#### [Fragmento seleccionado]
********
Gregorio Delgado Realismo y familia

(Gregorio Delgado, catedrático).- Quiero pensar que todos en la Iglesia somos conscientes de la importancia de la familia. No atesoro duda alguna al respecto. Sin embargo, tengo serias reservas acerca de la perspectiva y la óptica desde la que la Iglesia ha venido acercándose a ella (abstracta/doctrinaria/normativa/moralista) así como de la consiguiente acción pastoral derivada de la misma.
********
(Filas del conjunto de datos sobre dónde aparecen los objetos)
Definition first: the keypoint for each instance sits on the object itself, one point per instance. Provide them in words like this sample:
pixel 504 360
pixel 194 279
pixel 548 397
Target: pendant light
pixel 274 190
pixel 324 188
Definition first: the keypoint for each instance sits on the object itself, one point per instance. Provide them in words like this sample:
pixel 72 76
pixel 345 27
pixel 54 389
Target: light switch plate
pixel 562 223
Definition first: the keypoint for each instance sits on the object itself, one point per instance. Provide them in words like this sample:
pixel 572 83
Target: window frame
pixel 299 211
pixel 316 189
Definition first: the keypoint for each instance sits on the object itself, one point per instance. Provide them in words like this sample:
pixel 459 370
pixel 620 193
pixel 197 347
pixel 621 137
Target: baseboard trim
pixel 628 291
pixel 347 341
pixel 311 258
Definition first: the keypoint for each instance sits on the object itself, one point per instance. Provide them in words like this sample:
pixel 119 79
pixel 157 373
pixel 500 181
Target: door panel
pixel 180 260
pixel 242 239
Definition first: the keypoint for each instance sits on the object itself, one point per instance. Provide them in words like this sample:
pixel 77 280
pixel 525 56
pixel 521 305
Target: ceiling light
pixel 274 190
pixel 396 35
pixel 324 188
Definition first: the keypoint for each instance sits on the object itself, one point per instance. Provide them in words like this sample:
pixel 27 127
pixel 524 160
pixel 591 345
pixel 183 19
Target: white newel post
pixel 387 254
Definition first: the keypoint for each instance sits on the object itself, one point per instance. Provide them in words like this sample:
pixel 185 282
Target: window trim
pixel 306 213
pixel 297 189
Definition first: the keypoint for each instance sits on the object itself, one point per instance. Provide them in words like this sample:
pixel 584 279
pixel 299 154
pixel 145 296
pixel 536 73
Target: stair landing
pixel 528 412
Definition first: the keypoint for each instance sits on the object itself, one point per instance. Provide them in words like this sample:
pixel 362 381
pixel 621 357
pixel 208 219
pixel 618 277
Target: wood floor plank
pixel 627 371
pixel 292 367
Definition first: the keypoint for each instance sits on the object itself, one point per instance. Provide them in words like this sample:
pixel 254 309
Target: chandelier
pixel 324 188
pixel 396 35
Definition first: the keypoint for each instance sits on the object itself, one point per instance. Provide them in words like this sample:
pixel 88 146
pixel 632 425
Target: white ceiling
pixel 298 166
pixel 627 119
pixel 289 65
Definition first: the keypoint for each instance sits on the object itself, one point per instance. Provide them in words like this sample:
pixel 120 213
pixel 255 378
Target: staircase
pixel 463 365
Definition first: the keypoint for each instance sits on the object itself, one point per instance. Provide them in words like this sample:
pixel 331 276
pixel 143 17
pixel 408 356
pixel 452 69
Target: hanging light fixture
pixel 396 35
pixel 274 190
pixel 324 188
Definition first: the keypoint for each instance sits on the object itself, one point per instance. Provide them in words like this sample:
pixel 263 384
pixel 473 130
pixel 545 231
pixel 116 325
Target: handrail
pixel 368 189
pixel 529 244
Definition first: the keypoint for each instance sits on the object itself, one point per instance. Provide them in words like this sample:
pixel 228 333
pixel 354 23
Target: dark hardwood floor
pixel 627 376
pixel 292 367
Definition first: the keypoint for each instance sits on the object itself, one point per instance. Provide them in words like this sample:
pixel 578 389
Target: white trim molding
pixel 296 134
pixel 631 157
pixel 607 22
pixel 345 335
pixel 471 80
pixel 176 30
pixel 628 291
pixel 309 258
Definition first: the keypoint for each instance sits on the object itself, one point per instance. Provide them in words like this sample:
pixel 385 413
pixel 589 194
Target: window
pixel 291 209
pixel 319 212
********
#### [Instrucciones de la tarea]
Responde según el fragmento seleccionado:
1. ¿Qué cargo figura entre paréntesis junto al nombre de Gregorio Delgado?
2. ¿Con qué cuatro adjetivos se describe la perspectiva desde la que la Iglesia se ha acercado a la familia?
3. Además de esa perspectiva, ¿sobre qué otra cosa se expresan serias reservas?
Los registros son un material aparte, sin relación con el fragmento seleccionado.

#### [Respuesta correcta]
1. Catedrático.
2. Abstracta, doctrinaria, normativa y moralista.
3. Sobre la acción pastoral derivada de esa perspectiva.